■ Aim 1: Find every line in the listing that contains the string "bounding" with matching case, and copy each such line.

──────── Source document ────────

Customer Development
What is it?
Customer development is talking to enough potential customers to clearly understand (1) know who you’re building for, (2) what their problems are, and (3) what solutions they are using to solve those problems. Customer development is the process of figuring out if your idea actually solves a real world problem. It may not, but after the customer development phase, you will either know you have a real idea on your hands or just a hobby.
How to do it
Here’s a list of potential info. to track (by no means exhaustive, but it gives you an idea):
-
About Customer: demographic (age, gender, kids, income..), behavioural (usage frequency, context, time spent, decision making hierarchy), psychographic (activities, fears, goals, aspirations, values, how they feel about problem/current solutions, how will they feel if there’s an ideal solution, and how would their life be different if there’s an ideal solution.
-
About Problem: what prevents you from reaching your goals (you found out about that earlier), what’s the hardest part about doing x, how important is [problem] for your personally/professional/to reach your goals, among all the problems you have in this context, how important is this specific one, what can be done to improve your experience.
-
About Solution: Current alternatives they use, what do you like/dislike about current alternatives, if you had a magic wand/what is your ideal solution, feedback on your MVP (if you have one), will you use this, will you tell your friends, will you pay, how to improve, what will make you tell a friend.

────────

■ Aim 2: Reproduce, word for word, the stretch of the customer development text from "Customer development is talking" through "just a hobby.".

──────── Supplied records ────────

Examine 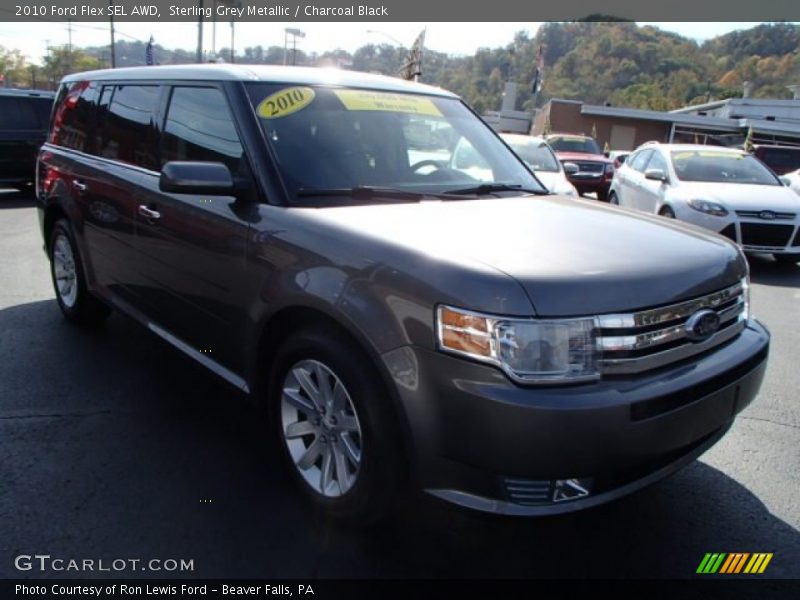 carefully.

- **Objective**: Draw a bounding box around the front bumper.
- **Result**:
[677,206,800,254]
[384,321,769,515]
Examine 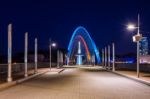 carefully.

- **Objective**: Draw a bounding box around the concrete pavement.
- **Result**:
[0,68,150,99]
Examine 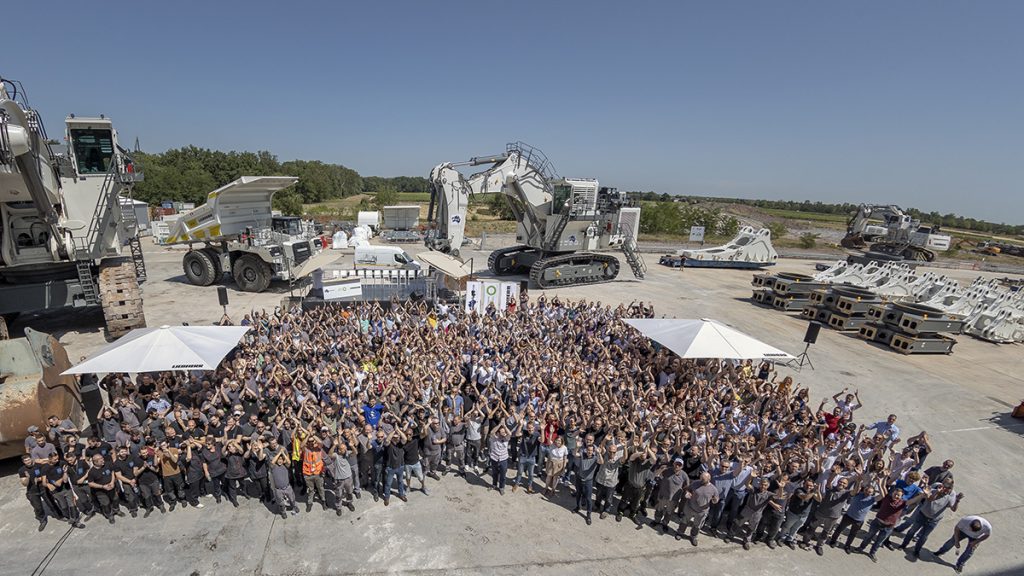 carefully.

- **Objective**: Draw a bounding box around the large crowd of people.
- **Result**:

────────

■ Response 1:
- **Objective**: Draw a bounding box around the front bumper.
- **Objective**: Draw a bounding box around the concrete pavement.
- **Objective**: Draw a bounding box around the large crowd of people.

■ Response 2:
Customer development is talking to enough potential customers to clearly understand (1) know who you’re building for, (2) what their problems are, and (3) what solutions they are using to solve those problems. Customer development is the process of figuring out if your idea actually solves a real world problem. It may not, but after the customer development phase, you will either know you have a real idea on your hands or just a hobby.